Passage shown =
The project uses the GNU GPL license; I suggest you take a read over it before contributing anything to the project if you are not familiar with it. CVS is used to store the source tree, and point releases are made once in a while using the SourceForge release system. There should also be nightly CVS snapshots (they weren't quite put in at the time this was written - they may be now).

If you're interested in joining in, I suggest you do a CVS checkout of the latest source (see the download page). You may be interested in helping with core development, working on a (new?) front end or both. Either way, that's great - all contributions are welcomed, though that doesn't mean everything is accepted - if you send in an obfuscated, uncommented patch for the core that causes it to segfault whenever there is a full moon, it's probably not going to be applied. ;-). You will also need to subscribe to the AMaMP development mailing list - for help on how to do that, see

If you wish to make contributions (yay!), please send them as a unified diff to the mailing list (or ask for help if you don't know about doing that). Once you've made a few of posts and sent in some good patches, and provided people are in general agreement about it, a project admin will then make you a project developer, which will give you CVS commit access. The policy on this is:

1) If you know your patch is a simple fix or it does something that is in the to-do list:-
a) Check the thing you've changed compiles with your changes.

To do = List every condition the contributor guidelines above give for being made a project developer.

Recorded information =
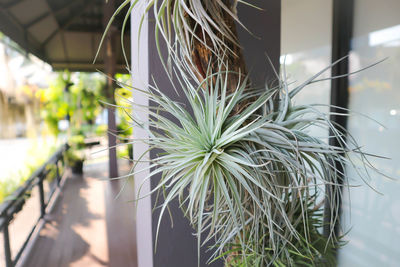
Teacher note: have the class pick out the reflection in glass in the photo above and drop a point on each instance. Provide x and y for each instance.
(374, 219)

Answer to the exercise =
- You have made a few posts.
- You have sent in some good patches.
- People are in general agreement about it.